** Opening DATA SUPPLIED block **
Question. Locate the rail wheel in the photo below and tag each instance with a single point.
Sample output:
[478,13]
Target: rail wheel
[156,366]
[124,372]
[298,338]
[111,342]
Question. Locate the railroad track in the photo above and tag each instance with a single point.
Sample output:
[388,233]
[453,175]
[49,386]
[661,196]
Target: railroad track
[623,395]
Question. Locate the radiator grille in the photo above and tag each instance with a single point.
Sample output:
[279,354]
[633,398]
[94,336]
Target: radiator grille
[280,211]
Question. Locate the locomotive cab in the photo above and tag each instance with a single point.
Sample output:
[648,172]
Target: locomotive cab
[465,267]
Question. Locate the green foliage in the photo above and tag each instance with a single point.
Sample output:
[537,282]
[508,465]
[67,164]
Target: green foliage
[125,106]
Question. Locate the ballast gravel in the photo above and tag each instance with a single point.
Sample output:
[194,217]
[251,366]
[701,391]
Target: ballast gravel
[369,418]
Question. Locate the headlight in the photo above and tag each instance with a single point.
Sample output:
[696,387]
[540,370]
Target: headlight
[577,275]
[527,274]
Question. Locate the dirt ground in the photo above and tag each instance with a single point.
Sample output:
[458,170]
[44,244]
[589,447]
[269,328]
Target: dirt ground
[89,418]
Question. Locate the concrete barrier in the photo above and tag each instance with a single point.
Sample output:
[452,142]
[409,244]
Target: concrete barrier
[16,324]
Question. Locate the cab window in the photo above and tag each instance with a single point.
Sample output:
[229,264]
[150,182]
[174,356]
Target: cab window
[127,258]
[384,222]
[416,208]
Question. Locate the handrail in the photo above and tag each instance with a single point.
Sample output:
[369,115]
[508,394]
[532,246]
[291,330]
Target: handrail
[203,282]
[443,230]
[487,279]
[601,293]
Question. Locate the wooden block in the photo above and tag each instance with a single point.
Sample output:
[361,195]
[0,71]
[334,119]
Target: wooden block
** Closing DATA SUPPLIED block **
■ EXERCISE OBJECTIVE ■
From the entries above, extract each line containing "Locate".

■ SOLVED EXERCISE ■
Question. Locate the rail wheel in the photo below and tag each instance with a single point.
Question. Locate the railroad track in the photo above and tag each instance with a single point.
Question. Locate the radiator grille in the photo above and tag each instance with a single point.
Question. Locate the locomotive cab in the photo above and tag each instance with a single point.
Question. Locate the green foliage in the photo above and tag each instance with a single point.
Question. Locate the ballast gravel in the photo above and tag each instance with a single point.
Question. Locate the headlight in the photo above and tag each instance with a single point.
Question. Locate the dirt ground in the photo above and tag each instance with a single point.
Question. Locate the concrete barrier in the photo above and tag each instance with a single point.
Question. Locate the cab window in the photo above and tag each instance with a single point.
Question. Locate the handrail in the photo above and tag each instance with a single point.
Question. Locate the wooden block in the photo above and tag each instance with a single point.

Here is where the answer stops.